**Your task:** Write down, word for word, the part of the spreadsheet post starting with "No. The column" and going on through "i.e. Week 52.".

No. The column "Year to Date" contains numeric values.
How do the numeric values get there? (I would have thought that column
contained a formula).
In the drop down list Week is "Week 01", "Week 02" etc
Month is "November", "December" etc. In the columns these are represented by
numeric values.
The second sheet contains sales data. Each row represents details of an
individual sale.
No. All the salespeople are on the second sheet. This is represented on the
first sheet by all the sales persons names with the figures against them.
The week or month is chosen in the first sheet and is selected through a
drop down menu and a sub drop down menu. The first drop down menu lets u make
a choice between month or week and the second sub menu lets you choose either
the month name i.e. November or the week number i.e. Week 52.
Month written as text means that I have the month displayed in the sub menu
as November, december etc. I cannot link this sub menu to the Year to Date
formula as it needs to read a value to calculate this. So what I need to know
is a way of giving the month text a value.

**Records:**
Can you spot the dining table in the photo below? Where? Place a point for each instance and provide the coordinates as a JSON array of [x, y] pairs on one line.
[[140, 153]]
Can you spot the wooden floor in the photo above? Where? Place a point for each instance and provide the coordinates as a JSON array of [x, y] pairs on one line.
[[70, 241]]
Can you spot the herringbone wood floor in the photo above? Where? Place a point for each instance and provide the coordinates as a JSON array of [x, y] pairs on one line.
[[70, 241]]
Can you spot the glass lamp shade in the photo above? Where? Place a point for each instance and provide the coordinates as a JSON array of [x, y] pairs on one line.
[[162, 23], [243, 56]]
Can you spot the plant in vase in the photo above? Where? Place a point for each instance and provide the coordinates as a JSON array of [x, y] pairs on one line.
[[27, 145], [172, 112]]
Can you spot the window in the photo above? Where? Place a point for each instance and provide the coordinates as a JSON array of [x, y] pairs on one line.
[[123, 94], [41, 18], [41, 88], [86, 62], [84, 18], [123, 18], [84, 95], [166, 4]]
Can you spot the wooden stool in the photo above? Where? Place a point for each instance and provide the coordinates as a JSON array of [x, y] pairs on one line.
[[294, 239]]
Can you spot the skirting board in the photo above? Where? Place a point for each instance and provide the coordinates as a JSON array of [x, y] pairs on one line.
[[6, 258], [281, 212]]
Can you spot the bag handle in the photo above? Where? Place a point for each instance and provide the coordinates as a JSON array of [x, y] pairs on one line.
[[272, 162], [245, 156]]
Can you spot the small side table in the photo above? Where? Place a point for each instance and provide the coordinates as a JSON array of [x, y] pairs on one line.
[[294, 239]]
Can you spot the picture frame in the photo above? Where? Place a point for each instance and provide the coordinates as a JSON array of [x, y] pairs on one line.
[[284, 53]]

**Output of the exercise:**
No. The column "Year to Date" contains numeric values.
How do the numeric values get there? (I would have thought that column
contained a formula).
In the drop down list Week is "Week 01", "Week 02" etc
Month is "November", "December" etc. In the columns these are represented by
numeric values.
The second sheet contains sales data. Each row represents details of an
individual sale.
No. All the salespeople are on the second sheet. This is represented on the
first sheet by all the sales persons names with the figures against them.
The week or month is chosen in the first sheet and is selected through a
drop down menu and a sub drop down menu. The first drop down menu lets u make
a choice between month or week and the second sub menu lets you choose either
the month name i.e. November or the week number i.e. Week 52.